SET EXERCISE: Return every line of the saved entries that contains the word "foliage". Treat uppercase and lowercase letters as distinct.

Saved entries:
# # # # #

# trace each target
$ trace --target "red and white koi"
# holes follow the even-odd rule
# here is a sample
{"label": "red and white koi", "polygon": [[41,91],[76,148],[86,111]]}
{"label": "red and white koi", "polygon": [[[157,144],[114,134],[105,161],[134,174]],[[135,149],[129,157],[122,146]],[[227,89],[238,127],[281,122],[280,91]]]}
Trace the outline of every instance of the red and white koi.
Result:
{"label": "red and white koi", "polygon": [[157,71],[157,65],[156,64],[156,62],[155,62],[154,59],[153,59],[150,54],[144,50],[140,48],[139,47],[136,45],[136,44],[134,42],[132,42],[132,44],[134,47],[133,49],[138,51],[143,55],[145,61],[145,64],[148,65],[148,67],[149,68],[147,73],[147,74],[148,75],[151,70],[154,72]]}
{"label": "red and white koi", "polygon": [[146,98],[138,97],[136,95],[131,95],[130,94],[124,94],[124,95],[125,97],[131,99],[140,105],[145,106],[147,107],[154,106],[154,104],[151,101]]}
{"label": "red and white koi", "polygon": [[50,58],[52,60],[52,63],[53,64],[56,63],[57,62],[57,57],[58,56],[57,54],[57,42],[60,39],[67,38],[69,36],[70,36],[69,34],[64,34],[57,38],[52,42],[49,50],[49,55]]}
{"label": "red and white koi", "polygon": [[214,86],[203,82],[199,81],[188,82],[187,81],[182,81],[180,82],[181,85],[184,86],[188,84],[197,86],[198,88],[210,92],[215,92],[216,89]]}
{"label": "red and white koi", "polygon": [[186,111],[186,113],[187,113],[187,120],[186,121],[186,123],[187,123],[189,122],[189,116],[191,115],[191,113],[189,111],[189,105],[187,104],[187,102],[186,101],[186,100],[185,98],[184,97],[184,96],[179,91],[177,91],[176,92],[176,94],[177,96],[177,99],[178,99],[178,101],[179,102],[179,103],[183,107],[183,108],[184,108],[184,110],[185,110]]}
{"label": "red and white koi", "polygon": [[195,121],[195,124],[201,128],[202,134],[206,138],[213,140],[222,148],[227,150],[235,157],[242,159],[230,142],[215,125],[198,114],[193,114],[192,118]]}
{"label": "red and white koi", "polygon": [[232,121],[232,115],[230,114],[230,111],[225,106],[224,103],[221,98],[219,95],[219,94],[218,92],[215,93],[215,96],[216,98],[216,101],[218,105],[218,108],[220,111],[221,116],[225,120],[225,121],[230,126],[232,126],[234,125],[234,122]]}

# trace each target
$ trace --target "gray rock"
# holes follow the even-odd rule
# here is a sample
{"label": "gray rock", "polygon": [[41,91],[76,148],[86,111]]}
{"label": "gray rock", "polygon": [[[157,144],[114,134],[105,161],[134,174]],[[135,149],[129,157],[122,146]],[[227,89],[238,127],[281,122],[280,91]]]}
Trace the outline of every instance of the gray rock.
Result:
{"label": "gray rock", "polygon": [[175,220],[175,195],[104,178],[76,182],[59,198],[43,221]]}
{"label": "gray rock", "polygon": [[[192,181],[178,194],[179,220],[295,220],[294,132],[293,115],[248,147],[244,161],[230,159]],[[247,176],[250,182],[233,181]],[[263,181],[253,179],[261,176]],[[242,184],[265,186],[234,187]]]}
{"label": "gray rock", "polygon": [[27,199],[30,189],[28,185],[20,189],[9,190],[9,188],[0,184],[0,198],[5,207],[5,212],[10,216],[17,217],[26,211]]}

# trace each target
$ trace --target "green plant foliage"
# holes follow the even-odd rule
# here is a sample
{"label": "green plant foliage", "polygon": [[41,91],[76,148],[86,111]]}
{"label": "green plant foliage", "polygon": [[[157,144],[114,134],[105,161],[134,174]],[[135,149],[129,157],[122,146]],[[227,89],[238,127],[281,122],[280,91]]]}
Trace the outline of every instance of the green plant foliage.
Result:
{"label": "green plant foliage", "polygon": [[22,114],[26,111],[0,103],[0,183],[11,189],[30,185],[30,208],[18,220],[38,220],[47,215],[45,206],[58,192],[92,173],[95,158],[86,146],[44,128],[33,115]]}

# # # # #

EXERCISE SOLUTION:
$ trace --target "green plant foliage"
{"label": "green plant foliage", "polygon": [[41,91],[76,148],[86,111]]}
{"label": "green plant foliage", "polygon": [[[157,144],[114,134],[105,161],[134,174]],[[135,149],[129,157],[122,146]],[[227,89],[238,127],[281,122],[280,91]]]}
Trace the outline of every instance of the green plant foliage.
{"label": "green plant foliage", "polygon": [[22,114],[26,111],[0,103],[0,183],[11,189],[30,185],[30,208],[18,220],[38,220],[47,215],[45,206],[58,192],[92,173],[95,158],[86,146],[44,128],[33,115]]}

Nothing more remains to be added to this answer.